§ **Assignment**
Locate every line of the listing below containing the word "that", and copy each such line in full.

§ **Available data**
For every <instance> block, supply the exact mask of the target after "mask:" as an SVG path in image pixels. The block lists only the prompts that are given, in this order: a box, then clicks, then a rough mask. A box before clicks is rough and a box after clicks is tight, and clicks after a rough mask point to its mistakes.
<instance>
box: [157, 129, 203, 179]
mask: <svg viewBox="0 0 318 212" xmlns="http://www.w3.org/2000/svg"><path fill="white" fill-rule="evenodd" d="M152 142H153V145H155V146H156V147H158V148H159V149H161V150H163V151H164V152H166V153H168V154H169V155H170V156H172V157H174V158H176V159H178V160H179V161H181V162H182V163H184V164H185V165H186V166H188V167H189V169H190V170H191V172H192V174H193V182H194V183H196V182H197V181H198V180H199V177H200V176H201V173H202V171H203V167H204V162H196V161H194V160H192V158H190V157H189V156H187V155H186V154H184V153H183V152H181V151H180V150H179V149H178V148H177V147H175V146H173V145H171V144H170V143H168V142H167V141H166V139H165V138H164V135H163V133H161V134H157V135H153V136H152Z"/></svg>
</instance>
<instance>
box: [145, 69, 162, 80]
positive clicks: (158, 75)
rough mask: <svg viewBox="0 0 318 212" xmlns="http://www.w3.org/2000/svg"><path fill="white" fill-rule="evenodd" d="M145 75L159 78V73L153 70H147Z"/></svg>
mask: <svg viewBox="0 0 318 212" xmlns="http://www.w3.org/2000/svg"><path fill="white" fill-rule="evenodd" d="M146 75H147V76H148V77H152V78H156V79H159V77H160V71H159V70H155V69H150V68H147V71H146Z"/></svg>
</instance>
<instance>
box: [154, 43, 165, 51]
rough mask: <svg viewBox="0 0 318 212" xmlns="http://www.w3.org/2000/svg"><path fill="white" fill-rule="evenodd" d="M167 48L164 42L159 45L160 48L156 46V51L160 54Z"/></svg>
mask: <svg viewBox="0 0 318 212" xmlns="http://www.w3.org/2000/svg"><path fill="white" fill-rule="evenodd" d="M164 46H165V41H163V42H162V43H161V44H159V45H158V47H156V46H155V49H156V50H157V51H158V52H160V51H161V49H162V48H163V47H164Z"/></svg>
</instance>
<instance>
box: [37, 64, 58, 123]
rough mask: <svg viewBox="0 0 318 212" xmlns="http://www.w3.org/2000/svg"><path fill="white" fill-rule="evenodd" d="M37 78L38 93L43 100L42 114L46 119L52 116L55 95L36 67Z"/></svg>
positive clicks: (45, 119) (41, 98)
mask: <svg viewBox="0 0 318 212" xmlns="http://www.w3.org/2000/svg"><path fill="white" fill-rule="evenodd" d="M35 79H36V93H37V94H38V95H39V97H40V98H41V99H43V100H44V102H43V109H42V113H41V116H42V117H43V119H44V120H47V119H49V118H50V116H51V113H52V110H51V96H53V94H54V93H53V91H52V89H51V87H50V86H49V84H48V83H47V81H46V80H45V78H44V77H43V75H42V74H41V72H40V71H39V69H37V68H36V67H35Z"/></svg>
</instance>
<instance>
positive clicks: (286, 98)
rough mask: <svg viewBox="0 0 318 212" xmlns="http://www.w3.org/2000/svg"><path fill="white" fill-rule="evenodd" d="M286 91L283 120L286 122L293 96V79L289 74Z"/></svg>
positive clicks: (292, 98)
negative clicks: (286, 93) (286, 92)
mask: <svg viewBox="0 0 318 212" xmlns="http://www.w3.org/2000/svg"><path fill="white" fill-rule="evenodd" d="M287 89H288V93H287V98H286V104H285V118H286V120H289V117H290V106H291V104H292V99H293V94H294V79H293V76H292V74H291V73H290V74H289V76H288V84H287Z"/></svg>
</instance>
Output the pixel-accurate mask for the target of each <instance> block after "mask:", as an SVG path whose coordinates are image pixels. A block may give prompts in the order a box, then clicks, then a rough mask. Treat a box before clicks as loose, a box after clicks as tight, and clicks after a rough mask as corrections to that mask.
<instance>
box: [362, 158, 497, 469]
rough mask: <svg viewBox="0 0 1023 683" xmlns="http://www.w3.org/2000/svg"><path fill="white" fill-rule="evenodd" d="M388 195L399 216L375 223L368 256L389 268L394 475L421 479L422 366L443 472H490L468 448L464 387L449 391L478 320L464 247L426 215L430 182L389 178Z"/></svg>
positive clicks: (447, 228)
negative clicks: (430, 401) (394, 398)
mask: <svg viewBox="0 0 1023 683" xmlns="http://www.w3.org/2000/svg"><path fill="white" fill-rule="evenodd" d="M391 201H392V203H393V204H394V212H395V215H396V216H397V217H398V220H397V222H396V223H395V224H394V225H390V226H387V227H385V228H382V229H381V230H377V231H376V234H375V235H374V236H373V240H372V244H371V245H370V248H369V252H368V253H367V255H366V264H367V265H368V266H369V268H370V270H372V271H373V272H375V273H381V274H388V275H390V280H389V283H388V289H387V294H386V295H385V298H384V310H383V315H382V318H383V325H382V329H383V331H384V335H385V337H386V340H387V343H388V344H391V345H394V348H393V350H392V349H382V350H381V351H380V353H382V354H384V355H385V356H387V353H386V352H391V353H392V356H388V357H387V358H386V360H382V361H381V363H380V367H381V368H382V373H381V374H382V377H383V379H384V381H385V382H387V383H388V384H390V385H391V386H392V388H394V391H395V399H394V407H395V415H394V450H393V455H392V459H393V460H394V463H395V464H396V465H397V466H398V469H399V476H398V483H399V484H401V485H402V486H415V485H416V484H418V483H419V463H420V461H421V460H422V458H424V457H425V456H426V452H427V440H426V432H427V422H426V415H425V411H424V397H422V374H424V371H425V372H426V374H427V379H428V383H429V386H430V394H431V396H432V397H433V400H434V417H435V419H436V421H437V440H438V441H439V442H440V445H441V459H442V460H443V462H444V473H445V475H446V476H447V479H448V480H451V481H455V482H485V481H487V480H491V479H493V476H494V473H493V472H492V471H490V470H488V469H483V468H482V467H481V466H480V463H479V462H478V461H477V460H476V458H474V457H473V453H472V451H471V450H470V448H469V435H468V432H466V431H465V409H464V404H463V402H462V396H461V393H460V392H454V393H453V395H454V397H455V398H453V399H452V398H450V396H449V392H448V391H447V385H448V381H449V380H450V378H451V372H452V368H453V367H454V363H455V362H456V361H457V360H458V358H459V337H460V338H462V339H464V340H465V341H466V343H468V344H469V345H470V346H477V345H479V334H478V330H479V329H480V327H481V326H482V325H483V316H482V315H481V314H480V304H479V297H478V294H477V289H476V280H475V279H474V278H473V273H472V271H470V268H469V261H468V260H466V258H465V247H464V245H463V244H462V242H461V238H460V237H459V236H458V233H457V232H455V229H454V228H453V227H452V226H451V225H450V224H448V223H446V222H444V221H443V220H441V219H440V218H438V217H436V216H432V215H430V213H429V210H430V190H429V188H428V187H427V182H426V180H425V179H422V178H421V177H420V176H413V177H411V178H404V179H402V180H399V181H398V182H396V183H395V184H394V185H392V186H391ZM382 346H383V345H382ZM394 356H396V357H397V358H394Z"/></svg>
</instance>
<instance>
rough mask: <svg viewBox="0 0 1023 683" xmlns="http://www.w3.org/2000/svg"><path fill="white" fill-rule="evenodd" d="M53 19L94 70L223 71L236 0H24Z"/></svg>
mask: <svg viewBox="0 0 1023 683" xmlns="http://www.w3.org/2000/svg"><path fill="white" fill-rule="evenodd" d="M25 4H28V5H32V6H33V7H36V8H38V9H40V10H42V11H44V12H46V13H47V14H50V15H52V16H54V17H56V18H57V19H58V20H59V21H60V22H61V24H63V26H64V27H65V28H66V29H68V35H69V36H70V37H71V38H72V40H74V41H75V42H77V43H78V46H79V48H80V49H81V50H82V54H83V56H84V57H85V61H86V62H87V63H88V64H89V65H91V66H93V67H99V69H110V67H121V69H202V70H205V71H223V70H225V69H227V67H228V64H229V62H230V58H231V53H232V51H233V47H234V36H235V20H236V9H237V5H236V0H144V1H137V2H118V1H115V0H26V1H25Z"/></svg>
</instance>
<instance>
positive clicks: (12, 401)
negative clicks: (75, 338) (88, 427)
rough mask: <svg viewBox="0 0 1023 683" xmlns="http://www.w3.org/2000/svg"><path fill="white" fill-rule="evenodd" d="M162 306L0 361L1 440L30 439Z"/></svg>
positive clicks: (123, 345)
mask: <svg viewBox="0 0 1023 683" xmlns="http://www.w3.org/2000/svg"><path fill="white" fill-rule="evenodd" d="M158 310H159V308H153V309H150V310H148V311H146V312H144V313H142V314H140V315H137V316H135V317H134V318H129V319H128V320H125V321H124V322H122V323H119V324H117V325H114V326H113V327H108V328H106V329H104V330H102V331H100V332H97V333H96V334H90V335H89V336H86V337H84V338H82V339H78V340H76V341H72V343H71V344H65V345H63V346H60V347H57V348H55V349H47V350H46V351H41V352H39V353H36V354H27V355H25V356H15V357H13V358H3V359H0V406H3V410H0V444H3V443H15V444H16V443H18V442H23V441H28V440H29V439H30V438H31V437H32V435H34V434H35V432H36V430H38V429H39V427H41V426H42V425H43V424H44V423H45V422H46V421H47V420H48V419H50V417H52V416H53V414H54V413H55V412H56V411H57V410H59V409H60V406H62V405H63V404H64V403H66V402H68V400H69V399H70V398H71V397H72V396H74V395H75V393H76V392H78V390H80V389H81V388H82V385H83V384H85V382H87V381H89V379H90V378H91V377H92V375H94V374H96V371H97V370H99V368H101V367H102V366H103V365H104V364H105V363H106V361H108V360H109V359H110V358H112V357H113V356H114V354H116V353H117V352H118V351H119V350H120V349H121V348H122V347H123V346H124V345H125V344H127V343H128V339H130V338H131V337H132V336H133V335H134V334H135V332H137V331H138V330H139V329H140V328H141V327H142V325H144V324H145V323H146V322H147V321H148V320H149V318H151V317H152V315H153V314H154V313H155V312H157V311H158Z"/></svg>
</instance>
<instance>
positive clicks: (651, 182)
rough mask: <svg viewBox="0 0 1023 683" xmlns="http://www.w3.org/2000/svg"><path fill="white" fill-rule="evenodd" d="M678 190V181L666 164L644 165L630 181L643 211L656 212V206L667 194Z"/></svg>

§ **Expected answer**
For every <instance> block, supply the exact mask of the target after "mask:" as an SVG path in image pixels. The block lists only the prompts that are given, in this order: a box, then clicks, then a rough mask. A box before clicks is rough and a box after clicks is tight, and clicks after a rough mask point to its mistakes.
Output the pixel-accurate mask for the target of each <instance> block after "mask:", as an SVG path whose coordinates are image pixels. A block may give prompts in the order a box, then clicks, then a rough mask. Treat a box before clicks as loose, a box after clicks as tight, and clicks after a rough mask as corrections to that mask.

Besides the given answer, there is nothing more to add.